● Written task
Collect every line in the records below that contains the string "target", copying each one in full.

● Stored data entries
= = =

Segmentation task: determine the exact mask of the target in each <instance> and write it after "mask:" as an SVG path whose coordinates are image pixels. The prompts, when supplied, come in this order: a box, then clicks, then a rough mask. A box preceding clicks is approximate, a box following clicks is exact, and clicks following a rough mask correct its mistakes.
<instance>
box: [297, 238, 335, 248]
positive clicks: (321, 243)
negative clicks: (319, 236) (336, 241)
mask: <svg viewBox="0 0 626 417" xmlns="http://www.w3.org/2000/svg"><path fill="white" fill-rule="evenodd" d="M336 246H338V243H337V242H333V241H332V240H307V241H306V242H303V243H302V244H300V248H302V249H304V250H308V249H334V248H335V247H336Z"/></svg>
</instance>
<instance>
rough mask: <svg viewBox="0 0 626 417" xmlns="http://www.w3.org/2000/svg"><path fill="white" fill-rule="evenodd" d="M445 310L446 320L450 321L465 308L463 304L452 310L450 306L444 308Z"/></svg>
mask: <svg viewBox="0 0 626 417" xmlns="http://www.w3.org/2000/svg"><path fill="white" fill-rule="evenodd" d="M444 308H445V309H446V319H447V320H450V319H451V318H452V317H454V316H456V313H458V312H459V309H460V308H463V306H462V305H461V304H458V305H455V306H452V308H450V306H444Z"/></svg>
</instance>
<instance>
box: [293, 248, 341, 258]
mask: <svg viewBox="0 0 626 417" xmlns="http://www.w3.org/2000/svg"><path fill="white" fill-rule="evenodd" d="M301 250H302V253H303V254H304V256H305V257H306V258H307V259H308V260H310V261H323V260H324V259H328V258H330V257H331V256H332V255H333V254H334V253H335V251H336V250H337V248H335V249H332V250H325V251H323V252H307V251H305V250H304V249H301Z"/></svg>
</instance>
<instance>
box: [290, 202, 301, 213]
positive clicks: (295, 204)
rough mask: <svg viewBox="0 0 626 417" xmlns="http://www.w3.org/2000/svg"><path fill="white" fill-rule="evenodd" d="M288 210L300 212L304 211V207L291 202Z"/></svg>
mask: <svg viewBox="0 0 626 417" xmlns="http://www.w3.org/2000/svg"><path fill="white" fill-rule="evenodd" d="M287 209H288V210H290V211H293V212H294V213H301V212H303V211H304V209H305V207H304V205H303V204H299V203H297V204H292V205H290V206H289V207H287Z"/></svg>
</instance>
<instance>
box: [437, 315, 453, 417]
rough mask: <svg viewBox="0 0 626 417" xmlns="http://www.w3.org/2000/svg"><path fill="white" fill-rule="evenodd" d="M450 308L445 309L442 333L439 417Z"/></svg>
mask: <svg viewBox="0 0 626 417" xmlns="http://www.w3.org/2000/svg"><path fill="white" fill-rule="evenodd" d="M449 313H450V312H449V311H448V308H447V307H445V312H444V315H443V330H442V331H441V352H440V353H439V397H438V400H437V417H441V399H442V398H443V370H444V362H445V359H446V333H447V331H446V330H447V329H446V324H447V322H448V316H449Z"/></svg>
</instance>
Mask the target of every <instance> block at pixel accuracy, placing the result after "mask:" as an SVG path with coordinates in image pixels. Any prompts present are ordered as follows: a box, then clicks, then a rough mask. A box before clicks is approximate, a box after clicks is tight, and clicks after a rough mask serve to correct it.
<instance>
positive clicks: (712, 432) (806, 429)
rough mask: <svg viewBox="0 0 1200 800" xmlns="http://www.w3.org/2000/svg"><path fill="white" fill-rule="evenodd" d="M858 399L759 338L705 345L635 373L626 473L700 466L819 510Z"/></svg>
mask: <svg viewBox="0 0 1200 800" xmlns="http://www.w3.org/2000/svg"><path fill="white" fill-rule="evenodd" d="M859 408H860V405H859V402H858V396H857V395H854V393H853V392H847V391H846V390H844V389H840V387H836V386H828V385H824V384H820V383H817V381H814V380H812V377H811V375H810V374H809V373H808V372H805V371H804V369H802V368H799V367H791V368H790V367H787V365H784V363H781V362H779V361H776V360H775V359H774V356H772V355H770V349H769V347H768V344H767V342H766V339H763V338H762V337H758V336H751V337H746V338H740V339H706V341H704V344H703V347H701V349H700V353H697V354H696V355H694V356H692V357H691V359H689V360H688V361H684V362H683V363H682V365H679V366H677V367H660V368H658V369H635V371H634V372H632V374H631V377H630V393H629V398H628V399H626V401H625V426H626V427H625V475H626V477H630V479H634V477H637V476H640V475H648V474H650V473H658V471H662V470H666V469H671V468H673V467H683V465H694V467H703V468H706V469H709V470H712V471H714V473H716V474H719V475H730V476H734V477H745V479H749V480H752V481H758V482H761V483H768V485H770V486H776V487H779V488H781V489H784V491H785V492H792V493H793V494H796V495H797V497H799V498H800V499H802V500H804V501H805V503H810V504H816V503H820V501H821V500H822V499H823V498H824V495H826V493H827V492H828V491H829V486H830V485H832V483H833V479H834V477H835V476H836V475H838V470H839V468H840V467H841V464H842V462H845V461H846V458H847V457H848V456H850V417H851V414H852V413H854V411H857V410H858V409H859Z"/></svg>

= = =

● The completed task
Segmentation task: determine the exact mask of the target in each <instance> and write it after "mask:" as an SVG path whose coordinates are image pixels. The prompts, when supplied, come in this order: a box, then clicks, then a rough mask. A box preceding clicks is approximate, a box following clicks is exact, and clicks following a rough mask correct its mistakes.
Mask the target of every <instance> block at pixel accuracy, placing the result after "mask:" as an SVG path with coordinates in image pixels. Any prompts present are ordered as follows: a box, then clicks, then a rough mask. A box before clicks is approximate, a box after clicks is tight, and clicks after a rough mask serve to correct it.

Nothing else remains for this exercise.